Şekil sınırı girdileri

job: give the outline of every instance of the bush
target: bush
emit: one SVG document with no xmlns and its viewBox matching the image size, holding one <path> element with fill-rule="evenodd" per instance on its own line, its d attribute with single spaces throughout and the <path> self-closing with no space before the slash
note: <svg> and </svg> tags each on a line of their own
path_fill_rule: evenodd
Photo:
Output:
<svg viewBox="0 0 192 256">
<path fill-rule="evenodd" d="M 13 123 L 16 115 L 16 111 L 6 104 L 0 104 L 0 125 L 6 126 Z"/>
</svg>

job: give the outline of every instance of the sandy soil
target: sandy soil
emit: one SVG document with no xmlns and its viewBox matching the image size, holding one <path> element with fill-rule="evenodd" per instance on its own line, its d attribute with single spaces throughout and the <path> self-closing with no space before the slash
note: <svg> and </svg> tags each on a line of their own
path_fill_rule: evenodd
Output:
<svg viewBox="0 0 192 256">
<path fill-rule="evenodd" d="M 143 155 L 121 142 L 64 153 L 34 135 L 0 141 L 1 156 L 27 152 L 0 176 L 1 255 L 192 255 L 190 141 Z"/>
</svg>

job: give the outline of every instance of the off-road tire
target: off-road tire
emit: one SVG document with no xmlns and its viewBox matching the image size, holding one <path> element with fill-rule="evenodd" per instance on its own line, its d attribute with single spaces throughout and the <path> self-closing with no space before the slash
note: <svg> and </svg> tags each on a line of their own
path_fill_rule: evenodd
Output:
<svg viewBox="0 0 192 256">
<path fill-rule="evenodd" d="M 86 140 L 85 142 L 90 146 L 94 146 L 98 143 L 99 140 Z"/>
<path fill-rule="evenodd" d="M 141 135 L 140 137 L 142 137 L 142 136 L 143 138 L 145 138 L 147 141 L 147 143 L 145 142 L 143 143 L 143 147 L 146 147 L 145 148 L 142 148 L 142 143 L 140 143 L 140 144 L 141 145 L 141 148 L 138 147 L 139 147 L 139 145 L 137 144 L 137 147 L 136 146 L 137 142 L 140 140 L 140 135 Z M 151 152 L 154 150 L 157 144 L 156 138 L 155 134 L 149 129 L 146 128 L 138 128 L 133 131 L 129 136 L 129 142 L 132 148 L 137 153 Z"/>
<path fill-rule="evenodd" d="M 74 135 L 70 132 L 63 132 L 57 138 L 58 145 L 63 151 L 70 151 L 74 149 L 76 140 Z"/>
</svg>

Yazılı talep: Yukarıdaki tüm öğeleri hiçbir satırı değiştirmeden birebir kopyalayın.

Yanıt:
job: give the outline of every instance of the bush
target: bush
emit: one SVG document with no xmlns and its viewBox matching the image size, holding one <path> element with fill-rule="evenodd" per instance on its own line, its d attribute with single spaces throughout and the <path> self-closing with no space before the slash
note: <svg> and </svg> tags each on a line of their own
path_fill_rule: evenodd
Photo:
Output:
<svg viewBox="0 0 192 256">
<path fill-rule="evenodd" d="M 13 123 L 16 115 L 16 111 L 6 104 L 0 104 L 0 125 L 6 126 Z"/>
</svg>

job: give the outline of every instance of the sandy soil
target: sandy soil
emit: one SVG document with no xmlns and its viewBox matching the image size, holding one <path> element with fill-rule="evenodd" per instance on its own line, its d attribute with single spaces throughout and the <path> self-closing with no space before the slash
note: <svg> and </svg> tags each on a line of their own
path_fill_rule: evenodd
Output:
<svg viewBox="0 0 192 256">
<path fill-rule="evenodd" d="M 143 155 L 121 142 L 64 153 L 34 135 L 0 141 L 1 156 L 27 152 L 0 176 L 1 255 L 192 255 L 190 141 Z"/>
</svg>

job: give the outline of every instance of the off-road tire
target: off-road tire
emit: one SVG document with no xmlns and its viewBox matching the image size, holding one <path> element with fill-rule="evenodd" per instance on its own line, its d attribute with single spaces throughout and the <path> self-closing with no space before the slash
note: <svg> and </svg> tags each on a line of their own
path_fill_rule: evenodd
Output:
<svg viewBox="0 0 192 256">
<path fill-rule="evenodd" d="M 86 140 L 85 142 L 90 146 L 94 146 L 98 143 L 99 140 Z"/>
<path fill-rule="evenodd" d="M 141 135 L 140 137 L 142 137 L 142 136 L 143 138 L 145 138 L 147 141 L 147 143 L 145 142 L 143 143 L 143 147 L 146 147 L 145 148 L 142 148 L 142 143 L 140 143 L 140 144 L 141 145 L 141 148 L 138 147 L 139 147 L 139 145 L 137 144 L 137 147 L 136 146 L 137 142 L 140 140 L 140 135 Z M 151 152 L 154 150 L 157 144 L 156 138 L 155 134 L 149 129 L 146 128 L 138 128 L 133 131 L 129 136 L 129 142 L 132 148 L 137 153 Z"/>
<path fill-rule="evenodd" d="M 74 135 L 70 132 L 63 132 L 57 138 L 58 145 L 63 151 L 70 151 L 74 149 L 76 140 Z"/>
</svg>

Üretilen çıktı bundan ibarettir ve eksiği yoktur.